----- Exercise inputs -----

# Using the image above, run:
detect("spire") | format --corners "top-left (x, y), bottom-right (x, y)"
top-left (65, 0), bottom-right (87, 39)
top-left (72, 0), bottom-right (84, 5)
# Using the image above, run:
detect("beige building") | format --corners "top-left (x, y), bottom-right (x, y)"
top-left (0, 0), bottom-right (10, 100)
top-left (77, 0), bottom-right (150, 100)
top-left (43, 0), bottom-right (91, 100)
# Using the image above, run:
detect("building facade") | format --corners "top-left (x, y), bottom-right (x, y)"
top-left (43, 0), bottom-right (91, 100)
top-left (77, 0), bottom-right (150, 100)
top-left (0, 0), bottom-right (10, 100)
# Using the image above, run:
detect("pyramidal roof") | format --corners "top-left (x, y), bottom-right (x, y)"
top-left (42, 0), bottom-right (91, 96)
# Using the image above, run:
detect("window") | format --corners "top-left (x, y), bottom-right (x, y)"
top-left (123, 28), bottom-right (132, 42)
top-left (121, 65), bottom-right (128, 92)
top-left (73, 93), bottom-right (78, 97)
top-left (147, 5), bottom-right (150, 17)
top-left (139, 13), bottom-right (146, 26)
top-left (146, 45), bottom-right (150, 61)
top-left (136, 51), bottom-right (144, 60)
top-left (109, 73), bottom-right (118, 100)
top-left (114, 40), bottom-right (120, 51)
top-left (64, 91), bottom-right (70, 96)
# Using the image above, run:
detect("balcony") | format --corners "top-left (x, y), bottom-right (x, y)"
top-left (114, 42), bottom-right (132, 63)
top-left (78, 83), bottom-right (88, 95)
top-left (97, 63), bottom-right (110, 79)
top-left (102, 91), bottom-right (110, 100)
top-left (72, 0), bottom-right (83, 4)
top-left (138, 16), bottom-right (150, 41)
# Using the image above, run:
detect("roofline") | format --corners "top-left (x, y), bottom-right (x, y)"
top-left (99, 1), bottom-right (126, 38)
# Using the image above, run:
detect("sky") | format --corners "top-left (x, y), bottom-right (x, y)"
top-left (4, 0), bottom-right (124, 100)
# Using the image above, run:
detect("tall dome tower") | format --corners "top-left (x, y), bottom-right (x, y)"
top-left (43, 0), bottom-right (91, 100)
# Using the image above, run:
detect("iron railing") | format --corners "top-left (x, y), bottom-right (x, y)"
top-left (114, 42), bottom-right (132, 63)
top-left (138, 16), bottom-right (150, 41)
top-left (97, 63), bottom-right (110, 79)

-----

**Problem description**
Quote all of the entries exactly as they appear.

**Expected answer**
# Using the image above, run:
detect("spire") | format --corners "top-left (x, y), bottom-right (x, y)"
top-left (65, 0), bottom-right (87, 39)
top-left (72, 0), bottom-right (84, 5)
# Using the image above, run:
detect("beige building") | format --corners "top-left (x, y), bottom-right (x, y)"
top-left (0, 0), bottom-right (10, 100)
top-left (77, 0), bottom-right (150, 100)
top-left (43, 0), bottom-right (91, 100)
# Using the image above, run:
detect("building facade") | format --corners "top-left (x, y), bottom-right (x, y)"
top-left (43, 0), bottom-right (91, 100)
top-left (77, 0), bottom-right (150, 100)
top-left (0, 0), bottom-right (10, 100)
# Using the image above, run:
detect("pyramidal roof") | format --corners "top-left (x, y), bottom-right (x, y)"
top-left (42, 0), bottom-right (91, 96)
# Using the image above, run:
detect("window") | format --corners "top-left (x, y), bottom-right (x, y)"
top-left (123, 28), bottom-right (132, 42)
top-left (121, 65), bottom-right (128, 92)
top-left (73, 93), bottom-right (78, 97)
top-left (147, 5), bottom-right (150, 17)
top-left (139, 13), bottom-right (146, 26)
top-left (146, 45), bottom-right (150, 61)
top-left (136, 51), bottom-right (144, 60)
top-left (109, 73), bottom-right (118, 100)
top-left (114, 40), bottom-right (120, 51)
top-left (64, 91), bottom-right (70, 96)
# Using the image above, run:
detect("balcony") | format --corners "top-left (x, y), bottom-right (x, y)"
top-left (114, 42), bottom-right (132, 63)
top-left (78, 83), bottom-right (88, 95)
top-left (97, 63), bottom-right (110, 79)
top-left (102, 91), bottom-right (110, 100)
top-left (72, 0), bottom-right (83, 4)
top-left (138, 16), bottom-right (150, 41)
# Using the image above, run:
detect("roofline") | format --corners "top-left (x, y), bottom-right (x, y)"
top-left (99, 1), bottom-right (126, 38)
# Using the image above, run:
detect("sky") | format --corners "top-left (x, y), bottom-right (x, y)"
top-left (4, 0), bottom-right (124, 100)
# Using the image above, run:
detect("tall dome tower") | format --corners "top-left (x, y), bottom-right (x, y)"
top-left (43, 0), bottom-right (91, 100)
# Using the image above, run:
detect("iron railing") | format --corners "top-left (x, y), bottom-right (x, y)"
top-left (114, 42), bottom-right (132, 63)
top-left (138, 16), bottom-right (150, 41)
top-left (97, 63), bottom-right (110, 79)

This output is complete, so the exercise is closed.